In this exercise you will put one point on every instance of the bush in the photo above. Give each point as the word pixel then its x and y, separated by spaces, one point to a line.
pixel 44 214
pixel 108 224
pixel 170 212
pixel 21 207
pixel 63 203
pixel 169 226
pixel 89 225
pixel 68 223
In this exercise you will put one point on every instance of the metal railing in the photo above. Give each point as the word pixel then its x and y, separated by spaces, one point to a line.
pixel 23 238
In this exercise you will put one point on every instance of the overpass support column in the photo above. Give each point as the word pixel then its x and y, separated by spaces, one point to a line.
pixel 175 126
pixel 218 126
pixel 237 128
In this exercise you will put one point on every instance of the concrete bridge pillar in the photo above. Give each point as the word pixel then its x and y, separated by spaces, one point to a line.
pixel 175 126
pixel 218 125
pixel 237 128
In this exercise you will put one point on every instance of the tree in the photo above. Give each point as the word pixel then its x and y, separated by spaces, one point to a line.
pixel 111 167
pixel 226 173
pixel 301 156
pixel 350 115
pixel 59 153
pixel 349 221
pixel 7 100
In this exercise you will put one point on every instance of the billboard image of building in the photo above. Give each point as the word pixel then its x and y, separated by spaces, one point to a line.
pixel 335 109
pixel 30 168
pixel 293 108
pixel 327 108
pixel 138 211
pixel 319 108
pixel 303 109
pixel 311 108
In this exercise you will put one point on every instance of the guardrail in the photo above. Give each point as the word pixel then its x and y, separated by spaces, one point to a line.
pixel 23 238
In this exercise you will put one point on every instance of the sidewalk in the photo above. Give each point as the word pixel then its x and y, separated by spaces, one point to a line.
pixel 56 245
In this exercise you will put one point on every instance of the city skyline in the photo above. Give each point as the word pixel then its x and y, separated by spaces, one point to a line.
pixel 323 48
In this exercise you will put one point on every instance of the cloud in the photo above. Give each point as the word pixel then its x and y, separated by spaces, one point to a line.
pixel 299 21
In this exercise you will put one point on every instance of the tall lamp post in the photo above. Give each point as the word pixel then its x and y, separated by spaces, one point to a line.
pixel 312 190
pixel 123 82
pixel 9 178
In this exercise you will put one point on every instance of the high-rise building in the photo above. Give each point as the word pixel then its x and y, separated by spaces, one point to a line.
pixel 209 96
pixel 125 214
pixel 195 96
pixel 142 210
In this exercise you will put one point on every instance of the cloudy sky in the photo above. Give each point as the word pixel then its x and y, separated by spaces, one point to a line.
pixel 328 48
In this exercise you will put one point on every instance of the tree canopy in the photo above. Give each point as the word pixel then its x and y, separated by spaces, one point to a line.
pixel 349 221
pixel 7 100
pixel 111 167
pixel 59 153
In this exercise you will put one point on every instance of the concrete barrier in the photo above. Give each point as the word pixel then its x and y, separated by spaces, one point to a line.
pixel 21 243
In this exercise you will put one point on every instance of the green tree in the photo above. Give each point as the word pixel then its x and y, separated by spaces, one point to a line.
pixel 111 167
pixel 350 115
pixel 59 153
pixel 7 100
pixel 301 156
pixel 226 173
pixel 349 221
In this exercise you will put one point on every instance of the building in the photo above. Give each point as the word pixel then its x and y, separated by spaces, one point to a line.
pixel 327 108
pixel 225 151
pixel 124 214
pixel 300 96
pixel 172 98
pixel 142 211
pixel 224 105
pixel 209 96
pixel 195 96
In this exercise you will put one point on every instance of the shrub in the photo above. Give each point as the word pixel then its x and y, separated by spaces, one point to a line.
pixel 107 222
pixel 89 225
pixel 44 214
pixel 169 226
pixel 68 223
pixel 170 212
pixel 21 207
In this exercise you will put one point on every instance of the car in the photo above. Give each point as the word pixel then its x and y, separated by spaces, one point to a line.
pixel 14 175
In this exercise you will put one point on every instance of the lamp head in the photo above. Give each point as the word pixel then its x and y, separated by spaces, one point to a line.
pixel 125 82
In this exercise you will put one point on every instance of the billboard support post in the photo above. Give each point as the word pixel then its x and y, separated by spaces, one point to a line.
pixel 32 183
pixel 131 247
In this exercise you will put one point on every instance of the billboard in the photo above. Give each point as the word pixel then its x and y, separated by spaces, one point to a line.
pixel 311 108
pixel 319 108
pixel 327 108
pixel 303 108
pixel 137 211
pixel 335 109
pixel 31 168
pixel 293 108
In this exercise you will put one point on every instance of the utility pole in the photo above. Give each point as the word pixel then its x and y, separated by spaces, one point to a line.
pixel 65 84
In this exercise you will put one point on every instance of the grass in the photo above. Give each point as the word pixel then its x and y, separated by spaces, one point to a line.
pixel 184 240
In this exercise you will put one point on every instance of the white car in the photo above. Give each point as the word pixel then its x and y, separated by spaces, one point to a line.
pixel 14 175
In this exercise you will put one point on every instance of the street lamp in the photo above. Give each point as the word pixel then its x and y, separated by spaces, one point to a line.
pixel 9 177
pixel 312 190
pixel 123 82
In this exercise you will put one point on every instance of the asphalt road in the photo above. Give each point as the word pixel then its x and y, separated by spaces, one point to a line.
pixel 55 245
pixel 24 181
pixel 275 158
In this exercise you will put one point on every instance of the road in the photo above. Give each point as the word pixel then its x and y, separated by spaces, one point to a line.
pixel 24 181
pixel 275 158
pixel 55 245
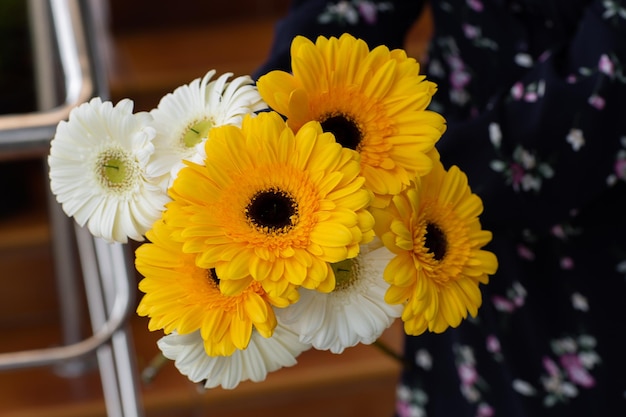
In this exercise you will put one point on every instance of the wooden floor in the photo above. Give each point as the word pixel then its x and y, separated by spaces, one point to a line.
pixel 144 65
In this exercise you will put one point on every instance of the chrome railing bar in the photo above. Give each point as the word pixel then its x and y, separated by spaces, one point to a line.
pixel 32 128
pixel 120 312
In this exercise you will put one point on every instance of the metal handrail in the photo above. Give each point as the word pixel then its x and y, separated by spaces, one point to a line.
pixel 118 317
pixel 21 131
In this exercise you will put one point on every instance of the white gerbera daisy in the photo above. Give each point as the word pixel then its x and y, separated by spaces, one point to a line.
pixel 184 117
pixel 98 163
pixel 355 312
pixel 262 356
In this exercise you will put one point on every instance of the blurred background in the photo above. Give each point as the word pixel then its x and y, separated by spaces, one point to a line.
pixel 139 49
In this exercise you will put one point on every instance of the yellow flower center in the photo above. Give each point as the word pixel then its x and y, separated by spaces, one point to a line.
pixel 196 133
pixel 441 241
pixel 345 128
pixel 273 210
pixel 435 241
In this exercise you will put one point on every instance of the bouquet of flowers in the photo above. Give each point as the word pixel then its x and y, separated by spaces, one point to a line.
pixel 308 210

■ ■ ■ ■ ■

_Problem statement_. Rewrite all of the material above with "photo" swapped for "picture" everywhere and nothing else changed. Leave the images out of your answer.

_Output for this exercise_.
In this exercise you will put one point on every instance of the bush in the picture above. Give each point as the word pixel then its x and y, separated by spaces, one point to a line.
pixel 44 214
pixel 108 224
pixel 170 212
pixel 21 207
pixel 63 203
pixel 169 226
pixel 89 225
pixel 68 223
In this exercise you will put one point on every instance of the metal railing in the picture above. Give each point as the word pixel then its x and y, separated by spaces, one point to a line.
pixel 23 238
In this exercise you will put one point on every instance of the overpass support column in the picture above. Give each point as the word pixel then its x and y, separated by spaces, one point to a line.
pixel 175 126
pixel 218 126
pixel 237 128
In this exercise you will put one point on every instance of the concrete bridge pillar in the picture above. Give each point as the word pixel then its x and y, separated by spaces, one point to a line.
pixel 175 126
pixel 218 125
pixel 237 128
In this exercise you will put one point on every instance of the tree in the picture above. Give each point as the word pixel then its x and y, separated by spaces, one point to a line.
pixel 111 167
pixel 226 173
pixel 301 156
pixel 350 115
pixel 59 153
pixel 349 221
pixel 7 100
In this exercise you will put one point on every instance of the billboard image of building in the picture above. Give each point as the word pixel then its x and y, separated by spaces, one point to a line.
pixel 335 109
pixel 30 168
pixel 293 108
pixel 327 108
pixel 138 211
pixel 319 108
pixel 303 109
pixel 311 108
In this exercise you will put one point on every instance of the guardrail in the picture above. Give each point as the word pixel then its x and y, separated by spaces, one point to a line.
pixel 23 238
In this exercise you will put one point on every instance of the sidewalk in the picture above. Give each point as the word pixel then its x and y, separated by spaces, one point to a line.
pixel 56 245
In this exercise you will put one point on every instance of the city skyline in the picture above. Give each point as the word pixel then its x and y, separated by spaces, one point to a line.
pixel 323 48
In this exercise you will put one point on every instance of the cloud in the picture above. Give each point as the word pixel then its x and y, separated by spaces, one point to a line.
pixel 299 21
In this exercise you will put one point on every instance of the tall lamp post in the picture above. Give each point as the word pixel then its x and y, separated by spaces, one point to a line.
pixel 312 190
pixel 123 82
pixel 9 178
In this exercise you will put one point on every instance of the high-rise building in the picture above. Give each point as the word pixel then its x and y, separated by spaces, one point to a line.
pixel 209 96
pixel 125 214
pixel 195 96
pixel 142 210
In this exercise you will put one point on every instance of the cloudy sky in the picture above. Give each point as the word pixel then its x and y, separated by spaces, one point to a line.
pixel 328 48
In this exercise you will put one point on every instance of the tree canopy in the picture above. Give each point as the word pixel then its x and y, separated by spaces, one point to a line.
pixel 349 221
pixel 7 100
pixel 111 167
pixel 59 153
In this exercise you will put one point on every instance of the concrete barrier in the picture above. Give each point as the word pixel then its x and y, separated by spaces, one point to a line.
pixel 21 243
In this exercise you will put one point on every instance of the green tree in the picture above. Give each point as the word pixel then its x and y, separated by spaces, one point to a line.
pixel 111 167
pixel 350 115
pixel 59 153
pixel 7 100
pixel 301 156
pixel 226 173
pixel 349 221
In this exercise you will put one point on every instance of the building in the picture above. Give each point as the word pixel then its x and y, separated by spaces, one point to a line.
pixel 327 108
pixel 225 151
pixel 124 214
pixel 300 96
pixel 172 98
pixel 142 211
pixel 224 105
pixel 209 96
pixel 195 96
In this exercise you will put one point on every instance of the shrub in the picture above. Give each point as the word pixel then its x and y, separated by spaces, one point to a line.
pixel 107 222
pixel 89 225
pixel 44 214
pixel 169 226
pixel 68 223
pixel 170 212
pixel 21 207
In this exercise you will put one point on every instance of the car in the picture above. Give each point as the word pixel then its x and y, separated by spaces, one point to a line.
pixel 14 175
In this exercise you will put one point on every instance of the lamp head in the picture above. Give each point as the word pixel then its x and y, separated by spaces, one point to a line.
pixel 125 82
In this exercise you will put one point on every instance of the billboard support post in the picture above. Give each point as the word pixel then its x and y, separated by spaces, one point to a line.
pixel 32 183
pixel 131 247
In this exercise you will put one point on every instance of the billboard in the picture above. Give each point as the word pixel then its x and y, separated by spaces, one point to a line.
pixel 311 108
pixel 319 108
pixel 327 108
pixel 303 108
pixel 137 211
pixel 335 109
pixel 31 168
pixel 293 108
In this exercise you will put one point on every instance of the utility pole in the picture above. Give each point as the word pixel then its x and y, separated by spaces, one point to a line.
pixel 65 84
In this exercise you will put one point on every instance of the grass in the picture above. Give each point as the word pixel then its x and y, separated by spaces, one point to a line.
pixel 184 240
In this exercise you will put one point on every instance of the white car in the picture above. Give each point as the word pixel then its x and y, separated by spaces, one point to a line.
pixel 14 175
In this exercise you will put one point on every instance of the street lamp in the picture above. Give each point as the word pixel then its x and y, separated by spaces, one point to a line.
pixel 9 177
pixel 312 190
pixel 123 82
In this exercise you will put one point on every instance of the asphalt road in the picture above. Give each point as the word pixel then its x and y, separated by spaces, one point to a line.
pixel 55 245
pixel 24 181
pixel 275 158
In this exercise you will put one point on every instance of the road in the picture above. Give each point as the word pixel then its x and y, separated by spaces, one point to a line.
pixel 24 181
pixel 275 158
pixel 55 245
In this exercise you will put one point on every instance of the wooden floor in the picture above. Give each point as the word pixel then its x and y, separated by spaces, one point to a line.
pixel 144 65
In this exercise you will put one point on every instance of the chrome railing bar in the picture above. Give each point as the word pixel then its x and y, separated by spaces, one point to a line.
pixel 32 128
pixel 120 312
In this exercise you will put one point on every instance of the metal handrail in the picture above. Give each point as the word pixel then its x and y, separated by spaces, one point to a line.
pixel 118 317
pixel 21 131
In this exercise you will put one point on every instance of the white gerbera daisy in the picture above. Give each point as the word pixel then its x and y, separated by spaces, one point to a line.
pixel 184 117
pixel 98 163
pixel 355 312
pixel 262 356
In this exercise you will put one point on every instance of the blurred background in the picture above. Give each point as the word pixel then its x and y, separated by spaces, one point to a line.
pixel 139 49
In this exercise you will put one point on every instance of the yellow flower center in the picture above. Give each point as the word pixel then its x and y, separated by spaces, one point to a line.
pixel 196 133
pixel 441 241
pixel 345 128
pixel 273 210
pixel 435 241
In this exercise you will put one point on every instance of the bouquet of flowers in the picture above. Give each point as the word pixel then its x and y, separated by spaces, one point to a line.
pixel 308 210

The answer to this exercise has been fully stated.